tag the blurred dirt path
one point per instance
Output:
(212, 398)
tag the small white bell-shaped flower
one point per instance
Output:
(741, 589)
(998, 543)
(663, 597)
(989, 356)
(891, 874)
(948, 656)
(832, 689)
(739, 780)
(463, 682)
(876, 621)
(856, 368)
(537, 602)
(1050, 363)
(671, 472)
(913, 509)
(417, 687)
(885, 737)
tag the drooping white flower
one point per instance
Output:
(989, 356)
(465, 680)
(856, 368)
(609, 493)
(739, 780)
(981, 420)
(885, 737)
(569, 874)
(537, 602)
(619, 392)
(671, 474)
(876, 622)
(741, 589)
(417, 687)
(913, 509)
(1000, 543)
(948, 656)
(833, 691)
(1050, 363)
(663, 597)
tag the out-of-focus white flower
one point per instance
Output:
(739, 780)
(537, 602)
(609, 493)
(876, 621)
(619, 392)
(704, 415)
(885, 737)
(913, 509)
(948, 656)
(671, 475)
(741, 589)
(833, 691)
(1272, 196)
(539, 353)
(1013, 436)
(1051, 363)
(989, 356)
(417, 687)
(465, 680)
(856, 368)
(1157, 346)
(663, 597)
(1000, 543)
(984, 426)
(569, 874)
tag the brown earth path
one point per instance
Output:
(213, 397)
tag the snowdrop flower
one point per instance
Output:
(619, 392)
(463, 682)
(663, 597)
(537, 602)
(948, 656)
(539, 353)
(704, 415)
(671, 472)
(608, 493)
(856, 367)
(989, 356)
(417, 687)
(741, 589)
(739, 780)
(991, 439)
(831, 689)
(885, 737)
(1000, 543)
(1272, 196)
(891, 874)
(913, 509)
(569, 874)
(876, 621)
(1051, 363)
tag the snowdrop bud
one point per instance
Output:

────────────────────────────────────────

> [What is required]: Rewrite the data above as a Markdown table with a Row column for the line number and a Line column for the text of that line. Leave out blank lines.

> [Written solution]:
| Row | Line |
|---|---|
| 1 | tag the blurred dirt path |
| 2 | one point per instance |
| 3 | Output: |
| 4 | (212, 398) |
| 5 | tag the small white bell-shaped flower |
| 6 | one point per instance |
| 7 | Output: |
| 8 | (741, 589) |
| 9 | (998, 543) |
| 10 | (663, 597) |
| 11 | (989, 356) |
| 12 | (891, 874) |
| 13 | (948, 656) |
| 14 | (832, 689) |
| 15 | (739, 780) |
| 16 | (463, 682) |
| 17 | (876, 621) |
| 18 | (856, 368) |
| 19 | (537, 602) |
| 20 | (1050, 363) |
| 21 | (671, 472) |
| 22 | (913, 509) |
| 23 | (417, 687) |
| 24 | (885, 737) |
| 25 | tag the drooping white flower |
| 26 | one point per instance |
| 27 | Output: |
| 28 | (989, 356) |
| 29 | (465, 680) |
| 30 | (856, 368) |
| 31 | (609, 493) |
| 32 | (739, 780) |
| 33 | (981, 420) |
| 34 | (885, 737) |
| 35 | (569, 874) |
| 36 | (537, 602) |
| 37 | (619, 392) |
| 38 | (671, 474) |
| 39 | (876, 622) |
| 40 | (741, 589) |
| 41 | (417, 687) |
| 42 | (913, 509) |
| 43 | (1000, 543) |
| 44 | (948, 656) |
| 45 | (833, 691) |
| 46 | (1050, 363) |
| 47 | (663, 597) |
| 48 | tag the out-of-focus white flower |
| 49 | one point per instance |
| 50 | Output: |
| 51 | (739, 780) |
| 52 | (537, 602) |
| 53 | (609, 493) |
| 54 | (876, 621) |
| 55 | (619, 392) |
| 56 | (704, 415) |
| 57 | (885, 737) |
| 58 | (913, 509) |
| 59 | (948, 656) |
| 60 | (671, 475) |
| 61 | (741, 589) |
| 62 | (833, 691) |
| 63 | (1272, 196) |
| 64 | (539, 353) |
| 65 | (1013, 436) |
| 66 | (1051, 363) |
| 67 | (989, 356) |
| 68 | (417, 687) |
| 69 | (465, 680) |
| 70 | (856, 368) |
| 71 | (1157, 346) |
| 72 | (663, 597) |
| 73 | (1000, 543) |
| 74 | (984, 426) |
| 75 | (569, 874) |
| 76 | tag the brown earth path |
| 77 | one point per instance |
| 78 | Output: |
| 79 | (213, 397) |
| 80 | tag the snowdrop flower |
| 81 | one point per instance |
| 82 | Output: |
| 83 | (619, 392) |
| 84 | (463, 682) |
| 85 | (663, 597) |
| 86 | (537, 602) |
| 87 | (948, 656) |
| 88 | (539, 353) |
| 89 | (704, 415) |
| 90 | (671, 472) |
| 91 | (608, 493) |
| 92 | (856, 367) |
| 93 | (989, 356) |
| 94 | (417, 687) |
| 95 | (741, 589) |
| 96 | (739, 780) |
| 97 | (991, 439) |
| 98 | (831, 689) |
| 99 | (885, 737) |
| 100 | (1000, 543) |
| 101 | (1272, 196) |
| 102 | (891, 874) |
| 103 | (913, 509) |
| 104 | (569, 874) |
| 105 | (876, 621) |
| 106 | (1051, 363) |
| 107 | tag the snowdrop bud |
| 108 | one point per instance |
| 109 | Output: |